Print out the material that follows word for word.

####################

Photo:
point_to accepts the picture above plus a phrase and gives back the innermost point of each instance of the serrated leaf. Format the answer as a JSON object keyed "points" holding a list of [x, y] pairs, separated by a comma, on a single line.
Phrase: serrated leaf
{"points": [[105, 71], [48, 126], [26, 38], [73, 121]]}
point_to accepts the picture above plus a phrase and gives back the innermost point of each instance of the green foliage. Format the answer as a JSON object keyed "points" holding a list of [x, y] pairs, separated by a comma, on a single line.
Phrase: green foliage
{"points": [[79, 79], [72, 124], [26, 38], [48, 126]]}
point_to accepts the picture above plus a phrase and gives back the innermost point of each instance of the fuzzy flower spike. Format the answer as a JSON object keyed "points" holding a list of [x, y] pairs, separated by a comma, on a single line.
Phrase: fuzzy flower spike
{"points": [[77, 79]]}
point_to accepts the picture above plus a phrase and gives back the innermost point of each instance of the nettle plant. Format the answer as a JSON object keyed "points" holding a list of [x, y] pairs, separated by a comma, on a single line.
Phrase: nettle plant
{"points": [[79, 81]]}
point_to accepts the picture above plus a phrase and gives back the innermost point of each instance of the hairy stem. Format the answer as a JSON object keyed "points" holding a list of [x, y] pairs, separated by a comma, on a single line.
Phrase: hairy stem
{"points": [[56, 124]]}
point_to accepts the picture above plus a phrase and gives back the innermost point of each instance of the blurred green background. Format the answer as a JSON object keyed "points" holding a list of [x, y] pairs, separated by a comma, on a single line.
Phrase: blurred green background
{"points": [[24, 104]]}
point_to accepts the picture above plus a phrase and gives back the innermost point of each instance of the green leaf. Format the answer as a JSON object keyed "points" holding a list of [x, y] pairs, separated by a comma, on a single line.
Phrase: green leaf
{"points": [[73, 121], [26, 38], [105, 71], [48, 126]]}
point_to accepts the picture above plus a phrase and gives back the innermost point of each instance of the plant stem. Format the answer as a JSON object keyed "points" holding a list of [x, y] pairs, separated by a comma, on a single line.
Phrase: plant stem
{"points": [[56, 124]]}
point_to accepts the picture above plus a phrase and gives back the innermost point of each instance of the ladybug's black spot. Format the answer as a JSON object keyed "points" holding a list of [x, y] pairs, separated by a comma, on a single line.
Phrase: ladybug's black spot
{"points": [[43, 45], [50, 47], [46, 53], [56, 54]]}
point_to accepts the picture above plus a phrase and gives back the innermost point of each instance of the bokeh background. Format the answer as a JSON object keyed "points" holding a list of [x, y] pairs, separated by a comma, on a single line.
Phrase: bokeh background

####################

## Correct result
Photo:
point_to accepts the picture above plus a phrase and gives back the innermost point of each instance of the serrated leaf. Format the answer as a JSON object keyed "points" holding a list of [x, y] pairs, separated by a comma, on a single line.
Phrase: serrated leaf
{"points": [[105, 71], [48, 126], [26, 38], [73, 121]]}
point_to accepts the picture above plus a phrase and gives back the innermost point of each instance of the green foliage. Format the answer as a JSON object keyed "points" holding a list of [x, y] pairs, separated by a comma, on a single line.
Phrase: green foliage
{"points": [[79, 79], [72, 124], [26, 38], [48, 126]]}
point_to accepts the picture above plus a phrase and gives back the innermost point of each instance of the fuzzy flower spike. Format the answer as a JSON object keyed "points" holding a list of [x, y] pairs, separated by a comma, on a single line.
Phrase: fuzzy flower spike
{"points": [[77, 79]]}
point_to accepts the picture above plus a phrase and gives back the innermost point of each instance of the nettle plant. Format the answer as a JSON object keyed "points" holding a list of [x, y] pairs, separated by a comma, on a single line.
Phrase: nettle plant
{"points": [[79, 81]]}
point_to accepts the picture above plus a phrase and gives back the innermost point of each instance of the hairy stem. Format the answer as a JSON object keyed "points" holding a list of [x, y] pairs, separated by a comma, on a single line.
Phrase: hairy stem
{"points": [[56, 124]]}
point_to accepts the picture above plus a phrase and gives back the innermost point of each instance of the blurred green background. Format the answer as a JSON object keyed "points" holding a list of [x, y] pairs, separated by a comma, on a single line.
Phrase: blurred green background
{"points": [[24, 104]]}
point_to accepts the picture above plus a phrase and gives back the innermost point of each instance of the green leaf. Format the answer as a JSON object keyed "points" holding a list of [x, y] pairs, separated by a comma, on a single line.
Phrase: green leaf
{"points": [[73, 121], [26, 38], [105, 71], [48, 126]]}
point_to accepts the picture above plus a phrase and gives back the innermost point of each instance of the plant stem. Format the answer as a JSON object keyed "points" holding a list of [x, y] pairs, separated by a comma, on a single line.
Phrase: plant stem
{"points": [[56, 124]]}
point_to accepts the picture above plus a phrase and gives back the innermost point of each instance of the ladybug's black spot. Format the answer as a JSON object keyed "points" holding a list of [x, y] pairs, separated by a comma, on a single line.
Phrase: ladybug's black spot
{"points": [[43, 45], [50, 47], [46, 53], [56, 54]]}
point_to accepts the picture above plus a phrase and gives back the innermost point of each instance of the bokeh background. Format the answer as a JSON object keyed "points" holding a list of [x, y] pairs, separated by a comma, on a single line.
Phrase: bokeh background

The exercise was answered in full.